Set task a: In the article on the Santa Monica Nativity displays, until what date can visitors see the displays at Mt. Olive Lutheran Church?

Provided passage:
December 12, 2013 -- Hoping to carry on a 60-year tradition, Santa Monica’s Mt. Olive Lutheran Church has agreed to host a dozen life-sized figures representing the Christmas story on its property starting Sunday.

The Church’s front lawn will be the second new home for the displays since the City prohibited groups from displaying them in Palisades Park -- their home for more than five decades -- in June 2012 after several atheist groups protested the practice.

“It’s our Christian mission to tell about the story of Jesus Christ,” said Church Council President Maurice Stephenson. “We see this as a spiritual experience for people.”

Until January 2, visitors can see 13 displays “depicting events surrounding the birth of Jesus Christ” at 14th Street and Ocean Park Boulevard, said the Santa Monica Nativity Scenes Committee, an organization of several churches and community groups dedicated to preserving the displays.

It remains unclear, however, if the scenes, which can no longer be displayed on public land, have found a permanent home.

“We at Mt. Olive are hoping that this is such a success that we can do this every year,” Stephenson said.

Last year, proponents moved the displays to a narrow strip of privately-owned grass along Ocean Park Boulevard, just east of Clover Park.

“The Nativity Scenes Committee is deeply grateful to the people of Mount Olive Lutheran Church… for providing a home for the Nativity Scenes for this milestone display,” Committee officials said.

While for 57 years, the Nativity displays were a mainstay holiday tradition along Santa Monica’s Palisades Park, they were nudged out in 2011 when several atheist groups applied for displays in the same park.

Since the City could not legally pick and choose displays based on their content, Santa Monica held a lottery to mete out the 21 lots in Palisades Park to applicants, including Mt. Olive Lutheran Church, the Santa Monica Police Officers’ Association and Santa Monica’s Chabad, which used to display a large menorah.

In 2011, 18 of those slots went to atheist groups that either displayed anti-religious statements or left the display spaces empty to protest what they considered the City’s tacit endorsement of religious beliefs.

In response, the City decided it was time to change its policy. While Santa Monica has a general ban on unattended displays in public parks, officials had made an exemption around winter time for holiday displays.

After a contentious Council meeting, the Council voted 5 to 0 to apply the City’s general ban on unattended displays to include the winter displays.

To pay homage to the Nativity displays' old home, the Committee will hold an opening ceremony for the displays at Palisades Park on Sunday from 3 p.m. to 5 p.m.

“Along with Christmas music from area choral groups, the ceremony will feature the unfurling of a large new scriptural banner telling the story of Christmas,” Committee officials said.

“The banner will be displayed periodically during the Christmas season at Palisades Park,” they said.

Set task b: Reproduce only the part of the listing that starts at the line containing "Shelf-audit tagging: put a marker on the cat's front leg, one" and ends at the last line of the listing, including both ends and every request. Shift each coordinate in the answers by adding 75 to it.

Records for this task:

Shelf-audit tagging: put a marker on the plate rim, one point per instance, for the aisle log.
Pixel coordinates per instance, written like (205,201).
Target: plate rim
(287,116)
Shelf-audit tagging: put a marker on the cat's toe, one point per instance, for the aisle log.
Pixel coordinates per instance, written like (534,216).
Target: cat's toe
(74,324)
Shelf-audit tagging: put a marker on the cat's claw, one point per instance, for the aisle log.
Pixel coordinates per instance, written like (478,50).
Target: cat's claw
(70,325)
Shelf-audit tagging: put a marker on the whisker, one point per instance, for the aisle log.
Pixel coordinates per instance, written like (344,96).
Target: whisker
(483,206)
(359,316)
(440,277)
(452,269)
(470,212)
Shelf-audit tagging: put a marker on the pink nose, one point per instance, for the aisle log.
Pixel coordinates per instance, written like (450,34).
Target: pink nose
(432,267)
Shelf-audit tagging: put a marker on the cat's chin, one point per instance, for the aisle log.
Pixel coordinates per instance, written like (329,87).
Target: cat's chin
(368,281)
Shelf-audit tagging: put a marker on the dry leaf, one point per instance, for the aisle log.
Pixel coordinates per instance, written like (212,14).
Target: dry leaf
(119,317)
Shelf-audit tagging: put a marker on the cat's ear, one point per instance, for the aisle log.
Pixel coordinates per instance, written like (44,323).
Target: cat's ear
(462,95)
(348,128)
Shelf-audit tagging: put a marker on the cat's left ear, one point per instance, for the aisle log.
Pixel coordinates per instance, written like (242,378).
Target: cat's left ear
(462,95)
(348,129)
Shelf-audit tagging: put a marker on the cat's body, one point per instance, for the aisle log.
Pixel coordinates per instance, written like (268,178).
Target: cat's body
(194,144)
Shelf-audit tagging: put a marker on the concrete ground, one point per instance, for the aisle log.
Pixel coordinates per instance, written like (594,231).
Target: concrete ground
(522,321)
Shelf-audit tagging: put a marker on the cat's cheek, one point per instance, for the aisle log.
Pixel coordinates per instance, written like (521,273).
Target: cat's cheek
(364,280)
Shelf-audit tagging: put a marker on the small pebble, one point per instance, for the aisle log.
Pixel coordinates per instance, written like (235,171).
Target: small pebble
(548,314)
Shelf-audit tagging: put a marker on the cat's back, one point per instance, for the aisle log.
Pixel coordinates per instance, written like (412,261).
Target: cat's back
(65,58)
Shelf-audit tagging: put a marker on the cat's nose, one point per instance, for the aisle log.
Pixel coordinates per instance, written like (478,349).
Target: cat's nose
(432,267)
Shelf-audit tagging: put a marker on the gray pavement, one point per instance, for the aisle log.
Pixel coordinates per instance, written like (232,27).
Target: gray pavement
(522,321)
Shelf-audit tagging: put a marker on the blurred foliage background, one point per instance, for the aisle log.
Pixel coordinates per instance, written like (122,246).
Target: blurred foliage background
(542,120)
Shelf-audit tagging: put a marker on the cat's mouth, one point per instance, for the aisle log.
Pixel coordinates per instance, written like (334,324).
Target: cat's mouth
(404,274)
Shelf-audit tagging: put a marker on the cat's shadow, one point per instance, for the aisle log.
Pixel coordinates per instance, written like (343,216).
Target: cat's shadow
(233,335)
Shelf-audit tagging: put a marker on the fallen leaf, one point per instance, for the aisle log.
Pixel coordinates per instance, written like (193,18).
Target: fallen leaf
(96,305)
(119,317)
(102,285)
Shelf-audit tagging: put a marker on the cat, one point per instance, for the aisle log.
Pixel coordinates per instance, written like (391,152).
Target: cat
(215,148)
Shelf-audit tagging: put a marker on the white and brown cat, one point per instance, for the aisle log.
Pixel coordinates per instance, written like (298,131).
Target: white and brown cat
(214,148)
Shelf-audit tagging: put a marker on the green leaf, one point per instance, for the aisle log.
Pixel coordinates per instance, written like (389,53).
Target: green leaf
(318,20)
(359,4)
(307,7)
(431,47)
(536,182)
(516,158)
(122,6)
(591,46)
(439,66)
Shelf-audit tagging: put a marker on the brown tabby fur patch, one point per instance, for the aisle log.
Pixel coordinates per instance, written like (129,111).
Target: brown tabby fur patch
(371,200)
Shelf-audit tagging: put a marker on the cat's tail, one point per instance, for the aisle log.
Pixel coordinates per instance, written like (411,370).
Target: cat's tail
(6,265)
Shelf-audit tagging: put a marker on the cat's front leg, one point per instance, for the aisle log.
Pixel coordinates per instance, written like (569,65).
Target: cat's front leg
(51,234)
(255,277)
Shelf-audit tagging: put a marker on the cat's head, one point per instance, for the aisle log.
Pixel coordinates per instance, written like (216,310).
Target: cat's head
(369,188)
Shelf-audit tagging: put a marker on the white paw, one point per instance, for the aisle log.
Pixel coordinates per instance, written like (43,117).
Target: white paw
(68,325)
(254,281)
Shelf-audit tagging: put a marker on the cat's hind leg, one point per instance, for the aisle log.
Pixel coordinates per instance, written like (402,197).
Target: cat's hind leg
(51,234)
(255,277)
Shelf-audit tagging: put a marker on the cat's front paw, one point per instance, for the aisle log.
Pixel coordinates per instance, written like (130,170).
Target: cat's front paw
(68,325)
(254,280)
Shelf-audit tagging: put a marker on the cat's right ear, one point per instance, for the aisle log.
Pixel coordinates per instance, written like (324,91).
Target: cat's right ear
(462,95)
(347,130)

Complete answer a: January 2

Complete answer b:
Shelf-audit tagging: put a marker on the cat's front leg, one point per instance, for the aisle log.
Pixel coordinates per instance, written like (569,65).
Target: cat's front leg
(126,309)
(330,352)
Shelf-audit tagging: put a marker on the cat's head, one point per instance, for the aisle log.
Pixel coordinates per instance, written like (216,310).
Target: cat's head
(444,263)
Shelf-audit tagging: put a marker on the white paw, one point per instance, for the aisle log.
Pixel coordinates per instance, written like (43,117).
Target: white paw
(143,400)
(329,356)
Shelf-audit tagging: put a marker on the cat's hind leg, one point per instance, for the aisle log.
Pixel coordinates per instance, written like (402,197).
Target: cat's hind leg
(126,309)
(330,352)
Shelf-audit tagging: put a marker on the cat's front paw, one point per instance, for the aisle log.
Pixel coordinates per instance, written like (130,170).
Target: cat's front paw
(143,400)
(329,355)
Shelf-audit tagging: put a marker on the cat's right ear, one point per instance, for the aisle log.
Pixel coordinates per instance, written like (324,91).
Target: cat's right ear
(537,170)
(422,205)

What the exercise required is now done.